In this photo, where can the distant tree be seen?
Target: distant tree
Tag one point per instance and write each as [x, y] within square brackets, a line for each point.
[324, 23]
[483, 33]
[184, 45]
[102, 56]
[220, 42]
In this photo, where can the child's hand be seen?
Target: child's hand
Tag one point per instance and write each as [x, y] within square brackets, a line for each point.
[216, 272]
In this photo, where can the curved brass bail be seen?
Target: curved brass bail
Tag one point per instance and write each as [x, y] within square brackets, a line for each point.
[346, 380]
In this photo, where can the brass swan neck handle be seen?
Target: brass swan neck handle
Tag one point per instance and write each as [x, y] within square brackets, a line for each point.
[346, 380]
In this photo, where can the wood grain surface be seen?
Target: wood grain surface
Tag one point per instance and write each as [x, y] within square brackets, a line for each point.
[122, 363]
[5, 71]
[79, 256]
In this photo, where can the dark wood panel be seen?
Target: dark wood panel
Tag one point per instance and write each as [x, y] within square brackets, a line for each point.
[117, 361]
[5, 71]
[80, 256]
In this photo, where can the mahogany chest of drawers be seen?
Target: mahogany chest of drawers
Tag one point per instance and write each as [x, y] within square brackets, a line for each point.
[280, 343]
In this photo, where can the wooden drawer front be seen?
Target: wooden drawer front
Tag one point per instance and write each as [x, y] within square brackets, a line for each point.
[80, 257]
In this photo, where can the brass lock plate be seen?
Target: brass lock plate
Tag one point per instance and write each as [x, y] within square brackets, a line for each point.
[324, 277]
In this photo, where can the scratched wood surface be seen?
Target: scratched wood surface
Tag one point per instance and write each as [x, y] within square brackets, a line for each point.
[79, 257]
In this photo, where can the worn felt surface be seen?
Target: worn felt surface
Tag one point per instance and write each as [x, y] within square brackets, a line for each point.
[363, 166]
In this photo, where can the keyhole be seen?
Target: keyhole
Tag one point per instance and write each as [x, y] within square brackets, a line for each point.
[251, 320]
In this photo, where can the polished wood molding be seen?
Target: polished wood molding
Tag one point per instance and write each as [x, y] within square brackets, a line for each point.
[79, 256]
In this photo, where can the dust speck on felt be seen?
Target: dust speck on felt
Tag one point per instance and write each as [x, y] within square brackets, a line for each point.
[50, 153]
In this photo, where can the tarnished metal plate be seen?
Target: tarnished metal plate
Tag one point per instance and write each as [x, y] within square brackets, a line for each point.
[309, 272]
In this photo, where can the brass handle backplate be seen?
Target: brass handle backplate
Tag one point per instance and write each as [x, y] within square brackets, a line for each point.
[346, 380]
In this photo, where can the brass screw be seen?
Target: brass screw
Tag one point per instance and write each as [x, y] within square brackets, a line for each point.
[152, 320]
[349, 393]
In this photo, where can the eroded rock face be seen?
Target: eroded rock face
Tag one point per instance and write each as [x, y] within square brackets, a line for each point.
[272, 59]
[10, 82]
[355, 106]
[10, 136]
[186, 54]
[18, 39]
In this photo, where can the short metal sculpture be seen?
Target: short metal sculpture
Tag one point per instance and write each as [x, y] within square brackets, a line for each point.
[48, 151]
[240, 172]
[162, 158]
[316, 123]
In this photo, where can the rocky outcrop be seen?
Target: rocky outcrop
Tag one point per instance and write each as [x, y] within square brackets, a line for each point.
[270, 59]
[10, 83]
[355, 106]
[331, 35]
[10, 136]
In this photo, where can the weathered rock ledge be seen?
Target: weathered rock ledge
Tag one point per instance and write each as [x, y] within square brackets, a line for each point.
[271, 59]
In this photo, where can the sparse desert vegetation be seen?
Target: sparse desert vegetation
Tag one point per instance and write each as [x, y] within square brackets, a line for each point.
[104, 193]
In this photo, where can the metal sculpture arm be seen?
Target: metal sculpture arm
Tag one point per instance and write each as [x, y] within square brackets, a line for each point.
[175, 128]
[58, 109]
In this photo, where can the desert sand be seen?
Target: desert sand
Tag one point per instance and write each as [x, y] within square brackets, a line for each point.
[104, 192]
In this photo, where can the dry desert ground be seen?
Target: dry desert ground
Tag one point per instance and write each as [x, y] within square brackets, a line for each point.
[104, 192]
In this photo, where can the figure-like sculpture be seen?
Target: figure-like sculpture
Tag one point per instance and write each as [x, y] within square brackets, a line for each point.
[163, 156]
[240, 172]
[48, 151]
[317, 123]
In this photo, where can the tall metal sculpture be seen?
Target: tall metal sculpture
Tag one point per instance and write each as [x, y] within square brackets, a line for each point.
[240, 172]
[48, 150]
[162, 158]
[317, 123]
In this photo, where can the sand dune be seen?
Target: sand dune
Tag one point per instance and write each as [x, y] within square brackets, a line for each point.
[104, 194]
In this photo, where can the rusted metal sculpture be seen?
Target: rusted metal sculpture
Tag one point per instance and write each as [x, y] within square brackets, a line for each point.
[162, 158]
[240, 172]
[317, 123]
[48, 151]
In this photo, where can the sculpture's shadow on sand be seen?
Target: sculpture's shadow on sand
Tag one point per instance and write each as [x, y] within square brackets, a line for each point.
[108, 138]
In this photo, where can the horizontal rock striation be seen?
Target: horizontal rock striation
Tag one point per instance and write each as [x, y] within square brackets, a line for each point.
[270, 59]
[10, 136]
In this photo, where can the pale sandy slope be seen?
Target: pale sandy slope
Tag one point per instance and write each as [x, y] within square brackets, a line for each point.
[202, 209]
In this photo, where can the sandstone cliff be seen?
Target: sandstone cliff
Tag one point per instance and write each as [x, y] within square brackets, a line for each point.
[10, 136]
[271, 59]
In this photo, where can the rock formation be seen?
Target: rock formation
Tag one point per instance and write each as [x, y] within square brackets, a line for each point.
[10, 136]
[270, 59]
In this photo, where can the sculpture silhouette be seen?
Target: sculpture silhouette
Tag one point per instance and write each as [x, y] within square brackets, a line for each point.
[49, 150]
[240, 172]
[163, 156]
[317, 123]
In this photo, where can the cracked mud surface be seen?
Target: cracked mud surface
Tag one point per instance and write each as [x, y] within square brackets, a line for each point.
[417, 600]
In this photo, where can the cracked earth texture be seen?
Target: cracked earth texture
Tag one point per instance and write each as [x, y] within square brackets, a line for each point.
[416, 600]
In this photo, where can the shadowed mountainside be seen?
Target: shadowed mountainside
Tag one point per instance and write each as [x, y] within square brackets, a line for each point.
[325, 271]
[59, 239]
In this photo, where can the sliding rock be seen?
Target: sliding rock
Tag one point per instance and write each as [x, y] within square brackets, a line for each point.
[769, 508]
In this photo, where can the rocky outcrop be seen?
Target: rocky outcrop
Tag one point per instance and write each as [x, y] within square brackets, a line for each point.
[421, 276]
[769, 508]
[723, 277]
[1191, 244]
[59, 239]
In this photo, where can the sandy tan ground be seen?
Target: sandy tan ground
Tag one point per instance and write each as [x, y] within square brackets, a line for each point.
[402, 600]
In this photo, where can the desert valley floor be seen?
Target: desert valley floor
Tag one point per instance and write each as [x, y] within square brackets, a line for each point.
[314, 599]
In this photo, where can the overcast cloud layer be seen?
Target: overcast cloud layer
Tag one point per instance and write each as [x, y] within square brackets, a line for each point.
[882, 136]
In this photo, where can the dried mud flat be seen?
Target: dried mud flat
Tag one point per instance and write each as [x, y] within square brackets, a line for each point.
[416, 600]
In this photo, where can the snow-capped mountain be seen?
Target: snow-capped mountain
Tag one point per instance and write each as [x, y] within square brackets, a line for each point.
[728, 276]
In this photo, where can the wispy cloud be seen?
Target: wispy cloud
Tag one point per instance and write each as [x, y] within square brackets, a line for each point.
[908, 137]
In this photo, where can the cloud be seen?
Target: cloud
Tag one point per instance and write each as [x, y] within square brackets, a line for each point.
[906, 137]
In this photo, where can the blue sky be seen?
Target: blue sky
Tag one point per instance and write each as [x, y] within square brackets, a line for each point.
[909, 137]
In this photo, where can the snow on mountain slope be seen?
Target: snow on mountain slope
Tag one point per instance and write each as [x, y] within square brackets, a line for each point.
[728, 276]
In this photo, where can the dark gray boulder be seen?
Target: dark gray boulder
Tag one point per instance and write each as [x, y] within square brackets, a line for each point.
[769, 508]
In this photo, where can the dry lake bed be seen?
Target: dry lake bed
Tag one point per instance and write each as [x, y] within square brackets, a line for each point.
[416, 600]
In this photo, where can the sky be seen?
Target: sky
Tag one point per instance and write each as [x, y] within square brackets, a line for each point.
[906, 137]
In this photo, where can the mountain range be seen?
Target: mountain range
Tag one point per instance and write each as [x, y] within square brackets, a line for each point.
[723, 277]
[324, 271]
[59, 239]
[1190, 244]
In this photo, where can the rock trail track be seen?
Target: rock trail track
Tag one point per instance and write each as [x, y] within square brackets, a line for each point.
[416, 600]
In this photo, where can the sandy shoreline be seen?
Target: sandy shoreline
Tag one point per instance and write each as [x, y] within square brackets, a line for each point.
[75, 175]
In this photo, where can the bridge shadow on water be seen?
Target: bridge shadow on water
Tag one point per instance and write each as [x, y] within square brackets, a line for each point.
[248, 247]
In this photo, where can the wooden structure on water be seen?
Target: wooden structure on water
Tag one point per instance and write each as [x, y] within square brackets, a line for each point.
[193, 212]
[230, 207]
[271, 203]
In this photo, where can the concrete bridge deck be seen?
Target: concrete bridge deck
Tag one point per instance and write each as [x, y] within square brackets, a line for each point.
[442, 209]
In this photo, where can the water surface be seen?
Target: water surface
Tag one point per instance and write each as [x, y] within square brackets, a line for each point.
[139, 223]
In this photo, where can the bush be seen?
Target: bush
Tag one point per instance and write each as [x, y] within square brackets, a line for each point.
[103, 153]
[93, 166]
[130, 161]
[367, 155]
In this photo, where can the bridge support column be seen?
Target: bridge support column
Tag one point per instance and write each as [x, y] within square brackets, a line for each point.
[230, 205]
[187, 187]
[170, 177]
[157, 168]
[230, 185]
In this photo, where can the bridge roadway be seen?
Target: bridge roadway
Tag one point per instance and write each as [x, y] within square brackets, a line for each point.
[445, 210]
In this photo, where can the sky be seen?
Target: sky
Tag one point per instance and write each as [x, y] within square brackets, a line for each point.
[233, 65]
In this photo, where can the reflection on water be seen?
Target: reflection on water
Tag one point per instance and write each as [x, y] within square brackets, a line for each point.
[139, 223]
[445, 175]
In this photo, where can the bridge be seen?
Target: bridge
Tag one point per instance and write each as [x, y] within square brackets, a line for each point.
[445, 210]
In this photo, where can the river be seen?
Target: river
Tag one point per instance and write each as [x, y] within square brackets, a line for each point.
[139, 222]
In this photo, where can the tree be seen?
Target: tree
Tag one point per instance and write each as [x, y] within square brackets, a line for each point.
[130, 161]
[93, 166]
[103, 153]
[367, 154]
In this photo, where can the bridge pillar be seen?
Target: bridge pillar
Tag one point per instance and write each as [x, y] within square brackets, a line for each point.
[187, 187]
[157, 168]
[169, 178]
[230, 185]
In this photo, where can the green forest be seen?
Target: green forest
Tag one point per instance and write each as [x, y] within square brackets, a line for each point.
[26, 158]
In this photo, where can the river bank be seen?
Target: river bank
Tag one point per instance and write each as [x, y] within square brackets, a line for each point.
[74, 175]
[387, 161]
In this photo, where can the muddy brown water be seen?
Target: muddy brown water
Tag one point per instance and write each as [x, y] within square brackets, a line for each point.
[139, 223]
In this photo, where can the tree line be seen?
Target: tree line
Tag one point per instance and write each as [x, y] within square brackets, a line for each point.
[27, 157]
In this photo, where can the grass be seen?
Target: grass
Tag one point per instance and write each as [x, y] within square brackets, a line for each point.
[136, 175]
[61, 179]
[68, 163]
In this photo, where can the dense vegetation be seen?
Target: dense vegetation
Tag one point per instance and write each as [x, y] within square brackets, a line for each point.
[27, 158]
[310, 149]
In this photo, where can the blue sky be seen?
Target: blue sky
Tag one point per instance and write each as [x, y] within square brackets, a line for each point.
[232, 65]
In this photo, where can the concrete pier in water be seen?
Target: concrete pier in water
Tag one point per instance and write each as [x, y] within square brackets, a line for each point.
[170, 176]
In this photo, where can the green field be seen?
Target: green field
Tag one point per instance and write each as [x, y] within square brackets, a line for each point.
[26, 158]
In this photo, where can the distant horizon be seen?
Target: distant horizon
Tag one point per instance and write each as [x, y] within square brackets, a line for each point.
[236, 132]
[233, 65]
++++++++++++++++++++
_THE TASK_
Print the lines from the one containing "In this photo, where can the green field" through the last line above, both included, with every character unchanged.

_THE OUTPUT_
In this photo, where can the green field be seen?
Target: green field
Tag one point per instance and write each as [x, y] within square brackets, a line for each point.
[26, 158]
In this photo, where can the distant horizon be seen?
Target: distant horizon
Tag one point per instance and write each as [x, y] within square brackets, a line for each point.
[236, 132]
[233, 65]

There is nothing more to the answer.